## TASK OBJECTIVE
Identify every line in the data below that contains the word "slice" and copy each of those lines.

## DATA EXCERPTS
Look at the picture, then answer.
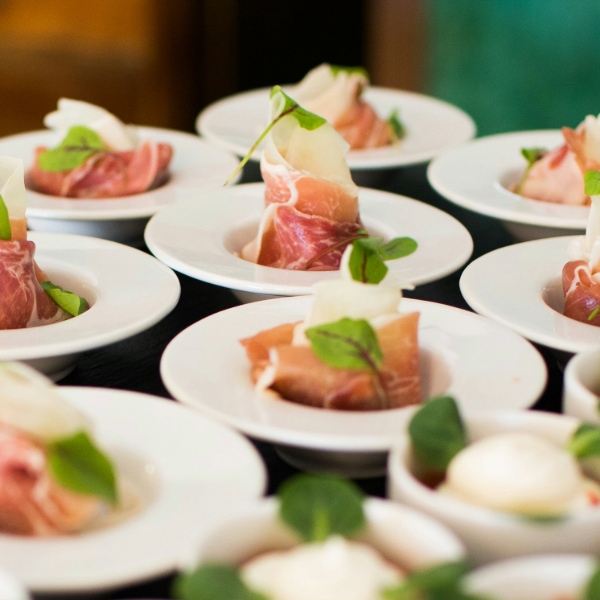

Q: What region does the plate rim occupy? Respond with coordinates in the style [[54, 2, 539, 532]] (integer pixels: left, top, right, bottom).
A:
[[0, 232, 181, 360], [195, 84, 477, 171]]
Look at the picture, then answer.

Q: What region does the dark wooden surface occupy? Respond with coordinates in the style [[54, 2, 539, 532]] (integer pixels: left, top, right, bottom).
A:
[[55, 164, 562, 599]]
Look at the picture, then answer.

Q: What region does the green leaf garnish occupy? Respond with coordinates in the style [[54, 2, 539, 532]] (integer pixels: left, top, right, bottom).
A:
[[0, 194, 12, 240], [329, 65, 369, 80], [225, 85, 327, 185], [387, 108, 406, 144], [172, 564, 268, 600], [348, 237, 418, 283], [48, 431, 117, 505], [567, 423, 600, 459], [515, 148, 546, 194], [583, 171, 600, 196], [382, 561, 484, 600], [408, 396, 467, 472], [583, 564, 600, 600], [40, 281, 88, 317], [304, 317, 383, 372], [38, 125, 105, 173], [277, 473, 366, 542]]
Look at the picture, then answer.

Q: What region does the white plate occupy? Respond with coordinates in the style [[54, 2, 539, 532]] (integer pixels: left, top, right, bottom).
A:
[[0, 387, 266, 594], [160, 296, 546, 477], [460, 236, 600, 352], [427, 130, 589, 240], [145, 183, 473, 299], [0, 127, 239, 243], [0, 232, 180, 379], [196, 86, 475, 170]]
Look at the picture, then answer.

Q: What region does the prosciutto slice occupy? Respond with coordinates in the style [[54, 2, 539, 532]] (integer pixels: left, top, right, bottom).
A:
[[241, 313, 422, 410], [294, 64, 393, 150], [27, 141, 173, 199], [0, 240, 69, 329], [0, 423, 101, 536], [241, 88, 363, 270], [516, 116, 600, 206]]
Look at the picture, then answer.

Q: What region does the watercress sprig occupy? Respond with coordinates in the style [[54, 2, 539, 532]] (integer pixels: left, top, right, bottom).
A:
[[408, 396, 467, 472], [0, 194, 12, 241], [348, 237, 418, 283], [225, 85, 327, 185], [38, 125, 105, 173], [583, 170, 600, 196], [48, 431, 118, 505], [277, 474, 366, 542], [515, 148, 547, 194], [40, 281, 88, 317]]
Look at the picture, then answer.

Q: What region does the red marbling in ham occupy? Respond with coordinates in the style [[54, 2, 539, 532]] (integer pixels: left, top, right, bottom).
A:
[[0, 240, 68, 329], [26, 141, 173, 198], [562, 260, 600, 326], [0, 423, 100, 536]]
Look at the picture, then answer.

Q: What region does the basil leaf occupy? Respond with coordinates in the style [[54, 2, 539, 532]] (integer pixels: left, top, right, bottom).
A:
[[387, 108, 406, 142], [40, 281, 88, 317], [225, 85, 327, 185], [408, 396, 467, 472], [382, 561, 483, 600], [304, 317, 383, 372], [567, 423, 600, 459], [0, 194, 12, 240], [379, 237, 419, 260], [583, 564, 600, 600], [38, 125, 105, 173], [48, 431, 117, 504], [172, 564, 268, 600], [521, 148, 546, 168], [348, 238, 388, 283], [583, 171, 600, 196], [277, 473, 366, 542]]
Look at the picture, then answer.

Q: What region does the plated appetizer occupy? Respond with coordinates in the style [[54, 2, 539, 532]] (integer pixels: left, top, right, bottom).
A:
[[174, 474, 465, 600], [514, 115, 600, 206], [241, 238, 421, 410], [0, 157, 87, 330], [0, 363, 118, 536], [27, 98, 173, 198], [562, 171, 600, 326], [294, 63, 405, 150]]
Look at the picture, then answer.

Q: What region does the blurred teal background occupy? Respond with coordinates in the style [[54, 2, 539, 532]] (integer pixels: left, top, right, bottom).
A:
[[425, 0, 600, 136]]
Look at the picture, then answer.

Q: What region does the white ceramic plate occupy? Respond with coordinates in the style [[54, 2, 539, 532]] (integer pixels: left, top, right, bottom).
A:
[[460, 236, 600, 352], [145, 183, 473, 297], [0, 232, 180, 379], [427, 130, 589, 240], [196, 86, 475, 170], [0, 127, 239, 242], [0, 387, 266, 594], [161, 296, 546, 477]]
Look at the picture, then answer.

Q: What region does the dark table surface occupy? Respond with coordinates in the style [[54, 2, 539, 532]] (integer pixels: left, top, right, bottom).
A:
[[54, 163, 562, 599]]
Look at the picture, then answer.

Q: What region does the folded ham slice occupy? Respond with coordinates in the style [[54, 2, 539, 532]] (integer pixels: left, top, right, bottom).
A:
[[294, 64, 393, 150], [241, 313, 422, 410], [240, 88, 363, 271], [0, 423, 101, 536], [27, 141, 173, 198], [516, 117, 600, 206]]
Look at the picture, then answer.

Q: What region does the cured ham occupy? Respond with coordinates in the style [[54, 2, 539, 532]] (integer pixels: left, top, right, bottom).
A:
[[27, 98, 173, 199], [294, 64, 395, 150], [240, 86, 365, 270], [515, 116, 600, 206], [562, 188, 600, 326], [240, 264, 422, 410], [0, 363, 115, 536], [27, 141, 173, 199], [0, 157, 81, 330]]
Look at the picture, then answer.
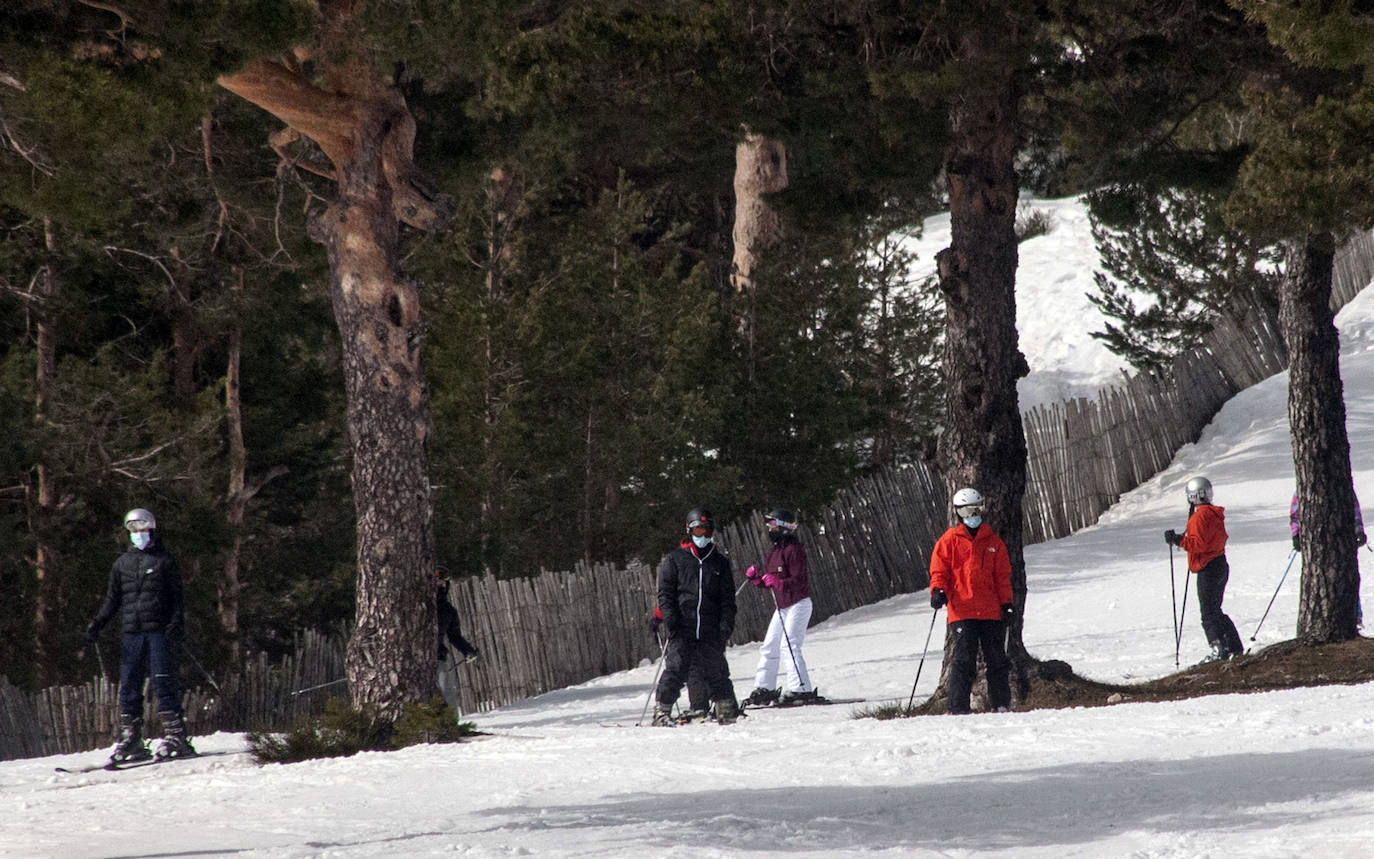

## EXERCISE OUTPUT
Q: What region does the prosciutto slice occupy? Respond with coordinates in the style [[54, 2, 539, 532]] (integer pixels: left, top, right, bottom).
Q: What region does the folded ham slice occupy? Respond with coordinates in the style [[54, 2, 539, 532]] (integer pixels: left, top, right, bottom).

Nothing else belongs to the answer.